• **What to do**: What you return must match the records word for word.

• **Information shown**:

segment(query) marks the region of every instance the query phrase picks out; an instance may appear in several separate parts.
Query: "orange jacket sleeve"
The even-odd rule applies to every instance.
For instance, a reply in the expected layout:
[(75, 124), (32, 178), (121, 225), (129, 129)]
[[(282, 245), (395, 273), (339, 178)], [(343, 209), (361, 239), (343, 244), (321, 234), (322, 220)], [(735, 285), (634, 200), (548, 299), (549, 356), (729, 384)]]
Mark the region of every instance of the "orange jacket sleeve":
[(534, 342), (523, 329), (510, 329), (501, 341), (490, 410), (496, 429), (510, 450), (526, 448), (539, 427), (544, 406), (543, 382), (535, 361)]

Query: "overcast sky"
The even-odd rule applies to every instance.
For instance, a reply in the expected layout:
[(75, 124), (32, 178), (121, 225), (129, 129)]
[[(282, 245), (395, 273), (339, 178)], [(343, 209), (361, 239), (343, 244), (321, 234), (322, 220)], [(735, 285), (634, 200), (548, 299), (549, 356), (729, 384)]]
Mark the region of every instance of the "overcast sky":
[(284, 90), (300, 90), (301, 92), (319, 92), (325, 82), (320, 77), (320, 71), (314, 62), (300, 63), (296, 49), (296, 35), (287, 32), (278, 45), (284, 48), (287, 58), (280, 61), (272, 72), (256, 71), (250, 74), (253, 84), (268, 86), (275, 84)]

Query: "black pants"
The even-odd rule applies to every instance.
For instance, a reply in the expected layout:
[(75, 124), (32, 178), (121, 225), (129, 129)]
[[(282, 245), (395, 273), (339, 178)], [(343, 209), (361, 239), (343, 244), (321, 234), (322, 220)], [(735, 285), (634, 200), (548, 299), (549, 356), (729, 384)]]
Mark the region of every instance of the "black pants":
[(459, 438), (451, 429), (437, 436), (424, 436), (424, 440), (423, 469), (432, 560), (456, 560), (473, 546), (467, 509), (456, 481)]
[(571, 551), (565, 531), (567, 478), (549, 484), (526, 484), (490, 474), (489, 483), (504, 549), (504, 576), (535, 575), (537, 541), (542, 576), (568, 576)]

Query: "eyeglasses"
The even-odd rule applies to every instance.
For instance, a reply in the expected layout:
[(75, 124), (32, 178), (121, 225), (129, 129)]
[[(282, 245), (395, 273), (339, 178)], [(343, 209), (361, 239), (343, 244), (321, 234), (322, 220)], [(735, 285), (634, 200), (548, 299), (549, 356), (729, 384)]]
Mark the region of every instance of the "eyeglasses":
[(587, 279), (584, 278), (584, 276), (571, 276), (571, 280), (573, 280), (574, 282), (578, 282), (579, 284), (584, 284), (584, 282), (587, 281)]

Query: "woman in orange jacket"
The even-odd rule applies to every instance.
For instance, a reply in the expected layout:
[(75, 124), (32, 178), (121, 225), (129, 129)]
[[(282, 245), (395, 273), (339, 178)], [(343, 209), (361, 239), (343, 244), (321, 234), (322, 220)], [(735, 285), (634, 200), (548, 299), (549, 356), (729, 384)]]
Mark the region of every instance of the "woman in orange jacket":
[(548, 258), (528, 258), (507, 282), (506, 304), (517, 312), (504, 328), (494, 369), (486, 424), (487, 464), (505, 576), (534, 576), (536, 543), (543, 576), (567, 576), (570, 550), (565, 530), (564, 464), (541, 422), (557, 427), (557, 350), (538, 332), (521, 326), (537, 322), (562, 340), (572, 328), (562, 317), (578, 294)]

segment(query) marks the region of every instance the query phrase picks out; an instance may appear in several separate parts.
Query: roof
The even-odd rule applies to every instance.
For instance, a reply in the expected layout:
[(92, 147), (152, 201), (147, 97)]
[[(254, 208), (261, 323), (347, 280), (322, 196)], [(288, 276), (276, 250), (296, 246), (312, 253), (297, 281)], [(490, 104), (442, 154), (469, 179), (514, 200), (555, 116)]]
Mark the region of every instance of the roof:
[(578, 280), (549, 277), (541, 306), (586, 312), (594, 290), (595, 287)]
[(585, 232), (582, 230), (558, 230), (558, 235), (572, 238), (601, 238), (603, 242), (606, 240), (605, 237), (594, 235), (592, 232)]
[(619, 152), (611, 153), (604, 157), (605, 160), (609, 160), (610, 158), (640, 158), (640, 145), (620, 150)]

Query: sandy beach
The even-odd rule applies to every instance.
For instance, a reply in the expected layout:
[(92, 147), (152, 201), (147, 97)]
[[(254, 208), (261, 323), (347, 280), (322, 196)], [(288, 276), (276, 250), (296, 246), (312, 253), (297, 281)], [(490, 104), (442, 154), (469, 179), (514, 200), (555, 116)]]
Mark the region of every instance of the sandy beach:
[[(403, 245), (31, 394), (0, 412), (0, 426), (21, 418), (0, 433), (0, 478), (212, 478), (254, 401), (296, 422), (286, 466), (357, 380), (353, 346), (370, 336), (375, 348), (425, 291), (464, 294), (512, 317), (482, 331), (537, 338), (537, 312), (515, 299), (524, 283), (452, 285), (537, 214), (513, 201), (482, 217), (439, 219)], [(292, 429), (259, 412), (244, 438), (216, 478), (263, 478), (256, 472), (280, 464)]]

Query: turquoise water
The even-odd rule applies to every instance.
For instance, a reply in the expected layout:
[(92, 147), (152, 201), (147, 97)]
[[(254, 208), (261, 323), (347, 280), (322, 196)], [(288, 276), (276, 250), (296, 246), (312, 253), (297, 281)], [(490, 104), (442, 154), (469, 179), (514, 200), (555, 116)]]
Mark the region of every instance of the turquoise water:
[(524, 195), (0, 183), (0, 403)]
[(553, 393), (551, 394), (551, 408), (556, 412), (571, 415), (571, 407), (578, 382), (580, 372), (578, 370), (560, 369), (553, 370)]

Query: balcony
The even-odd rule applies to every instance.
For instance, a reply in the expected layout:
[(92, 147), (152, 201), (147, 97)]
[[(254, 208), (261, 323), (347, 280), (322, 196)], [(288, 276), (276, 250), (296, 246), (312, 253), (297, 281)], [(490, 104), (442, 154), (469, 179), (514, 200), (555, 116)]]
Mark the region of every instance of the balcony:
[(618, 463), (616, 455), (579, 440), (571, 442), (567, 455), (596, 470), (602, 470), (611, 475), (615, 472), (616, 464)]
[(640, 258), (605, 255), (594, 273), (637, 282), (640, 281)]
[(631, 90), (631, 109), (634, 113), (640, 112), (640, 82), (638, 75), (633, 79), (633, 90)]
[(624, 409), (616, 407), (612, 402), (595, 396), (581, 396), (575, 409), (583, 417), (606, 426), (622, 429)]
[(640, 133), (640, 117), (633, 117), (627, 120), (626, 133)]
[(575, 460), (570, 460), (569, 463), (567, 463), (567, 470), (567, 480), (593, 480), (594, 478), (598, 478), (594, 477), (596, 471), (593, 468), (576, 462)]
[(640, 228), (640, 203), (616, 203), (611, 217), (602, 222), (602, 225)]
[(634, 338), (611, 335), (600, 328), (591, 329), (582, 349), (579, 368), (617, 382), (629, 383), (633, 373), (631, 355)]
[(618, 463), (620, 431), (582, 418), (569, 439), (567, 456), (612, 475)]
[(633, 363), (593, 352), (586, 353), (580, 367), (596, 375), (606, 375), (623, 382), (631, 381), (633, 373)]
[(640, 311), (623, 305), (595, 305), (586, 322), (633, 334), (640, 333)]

• **Solution to the exercise**:
segment(query) marks the region of every instance the query phrase picks out; an instance may appear in several separate parts.
Query: "orange jacket sleeve"
The even-odd rule applies to every instance.
For instance, a reply in the expected layout:
[(75, 124), (32, 178), (121, 225), (129, 129)]
[[(282, 245), (395, 273), (339, 178)], [(343, 209), (361, 239), (343, 244), (321, 234), (322, 220)], [(735, 285), (634, 200), (548, 299), (549, 356), (729, 384)]]
Mark the region of every instance of the "orange jacket sleeve":
[(534, 342), (523, 329), (510, 329), (501, 341), (490, 410), (496, 429), (510, 450), (526, 448), (539, 427), (544, 406), (543, 382), (535, 361)]

Query: "overcast sky"
The even-odd rule applies to every instance.
For instance, a reply in the expected layout:
[(75, 124), (32, 178), (121, 225), (129, 129)]
[[(282, 245), (395, 273), (339, 178)], [(343, 209), (361, 239), (343, 244), (321, 234), (322, 220)], [(735, 285), (634, 200), (548, 299), (549, 356), (729, 384)]]
Mark the region of every instance of the "overcast sky":
[(284, 90), (300, 90), (301, 92), (319, 92), (325, 82), (320, 77), (320, 71), (314, 62), (300, 63), (296, 49), (296, 35), (287, 32), (278, 45), (284, 48), (287, 58), (280, 61), (272, 72), (256, 71), (250, 74), (253, 84), (268, 86), (275, 84)]

Query: "black pants"
The even-odd rule applies to every instance.
For instance, a reply in the expected layout:
[(75, 124), (32, 178), (121, 225), (129, 129)]
[[(282, 245), (395, 273), (339, 178)], [(343, 209), (361, 239), (343, 244), (321, 234), (322, 220)], [(735, 285), (634, 200), (548, 299), (549, 356), (729, 384)]]
Mark the region of every instance of the "black pants":
[(459, 438), (451, 429), (437, 436), (424, 436), (424, 440), (423, 469), (432, 560), (456, 560), (473, 546), (467, 509), (456, 481)]
[(571, 551), (565, 531), (567, 478), (549, 484), (526, 484), (490, 474), (489, 483), (504, 549), (504, 576), (535, 575), (537, 541), (542, 576), (568, 576)]

Query: "eyeglasses"
The even-odd rule applies to every instance.
For instance, a reply in the expected layout:
[(75, 124), (32, 178), (121, 225), (129, 129)]
[[(282, 245), (395, 273), (339, 178)], [(343, 209), (361, 239), (343, 244), (321, 234), (322, 220)], [(735, 285), (634, 200), (548, 299), (549, 356), (729, 384)]]
Mark the region of every instance of the "eyeglasses":
[(587, 279), (584, 278), (584, 276), (571, 276), (571, 280), (573, 280), (574, 282), (578, 282), (579, 284), (584, 284), (584, 282), (587, 281)]

Query: "woman in orange jacket"
The even-odd rule applies to every instance.
For instance, a reply in the expected layout:
[(75, 124), (32, 178), (121, 225), (129, 129)]
[[(282, 245), (395, 273), (339, 178)], [(343, 209), (361, 239), (343, 244), (321, 234), (322, 220)], [(735, 285), (634, 200), (548, 299), (549, 356), (729, 384)]]
Mark the region of every instance of the "woman in orange jacket":
[(548, 258), (528, 258), (507, 282), (506, 304), (517, 312), (504, 328), (494, 369), (486, 424), (487, 464), (505, 576), (534, 576), (536, 543), (543, 576), (567, 576), (570, 550), (565, 530), (564, 464), (541, 422), (557, 427), (557, 350), (538, 332), (521, 326), (537, 322), (562, 340), (572, 328), (562, 317), (578, 294)]

segment(query) marks the region of every instance the query phrase picks out; an instance may appear in several separate parts.
Query: roof
The even-odd rule applies to every instance.
For instance, a reply in the expected layout:
[(92, 147), (152, 201), (147, 97)]
[[(254, 208), (261, 323), (347, 280), (322, 196)], [(288, 276), (276, 250), (296, 246), (312, 253), (297, 281)], [(490, 104), (442, 154), (469, 179), (514, 200), (555, 116)]]
Mark the region of every instance of the roof:
[(578, 280), (549, 277), (541, 306), (586, 312), (594, 290), (595, 287)]
[(585, 232), (582, 230), (558, 230), (558, 235), (572, 238), (601, 238), (603, 242), (606, 240), (605, 237), (594, 235), (592, 232)]
[(619, 152), (611, 153), (604, 157), (605, 160), (609, 160), (610, 158), (640, 158), (640, 145), (620, 150)]

Query: sandy beach
The even-odd rule applies to every instance.
For instance, a reply in the expected layout:
[(92, 147), (152, 201), (147, 97)]
[[(254, 208), (261, 323), (347, 280), (322, 196)], [(288, 276), (276, 250), (296, 246), (312, 253), (297, 281)], [(490, 104), (442, 154), (469, 179), (514, 200), (555, 116)]]
Mark the region of every instance of the sandy beach:
[[(403, 245), (31, 394), (0, 412), (0, 426), (21, 418), (0, 433), (0, 478), (212, 478), (254, 401), (296, 422), (286, 466), (357, 380), (353, 346), (370, 336), (375, 348), (425, 291), (464, 294), (512, 317), (482, 331), (537, 338), (537, 312), (515, 299), (524, 283), (452, 285), (537, 214), (513, 201), (482, 217), (439, 219)], [(292, 429), (259, 412), (244, 438), (216, 478), (263, 478), (256, 472), (280, 464)]]

Query: turquoise water
The even-odd rule applies to every instance.
For instance, a reply in the expected layout:
[(92, 147), (152, 201), (147, 97)]
[[(254, 208), (261, 323), (347, 280), (322, 196)], [(288, 276), (276, 250), (296, 246), (312, 253), (297, 281)], [(490, 104), (442, 154), (469, 179), (514, 200), (555, 116)]]
Mark the region of every instance of the turquoise water:
[(524, 195), (0, 183), (0, 403)]
[(553, 393), (551, 394), (551, 408), (556, 412), (571, 415), (571, 407), (578, 382), (580, 372), (578, 370), (560, 369), (553, 370)]

Query: balcony
The even-odd rule applies to every instance.
For instance, a reply in the expected layout:
[(92, 147), (152, 201), (147, 97)]
[[(254, 208), (261, 323), (347, 280), (322, 196)], [(288, 276), (276, 250), (296, 246), (312, 253), (297, 281)], [(490, 104), (442, 154), (469, 179), (514, 200), (555, 116)]]
Mark the region of every instance of the balcony:
[(618, 463), (616, 455), (579, 440), (571, 442), (567, 455), (596, 470), (602, 470), (611, 475), (615, 472), (616, 464)]
[(640, 258), (605, 255), (594, 273), (637, 282), (640, 281)]
[(631, 90), (631, 109), (634, 113), (640, 112), (640, 82), (638, 75), (633, 79), (633, 90)]
[(624, 409), (616, 407), (612, 402), (595, 396), (581, 396), (575, 409), (583, 417), (606, 426), (622, 429)]
[(640, 133), (640, 117), (633, 117), (627, 120), (626, 133)]
[(575, 460), (570, 460), (569, 463), (567, 463), (567, 470), (567, 480), (593, 480), (594, 478), (598, 478), (594, 477), (596, 471), (593, 468), (576, 462)]
[(640, 228), (640, 203), (616, 203), (611, 217), (602, 222), (602, 225)]
[(634, 338), (611, 335), (600, 328), (591, 329), (582, 349), (579, 368), (617, 382), (629, 383), (633, 373), (631, 355)]
[(618, 463), (620, 431), (582, 418), (569, 439), (567, 456), (612, 475)]
[(633, 363), (593, 352), (586, 353), (580, 367), (596, 375), (606, 375), (623, 382), (631, 381), (633, 373)]
[(640, 311), (623, 305), (595, 305), (586, 322), (633, 334), (640, 333)]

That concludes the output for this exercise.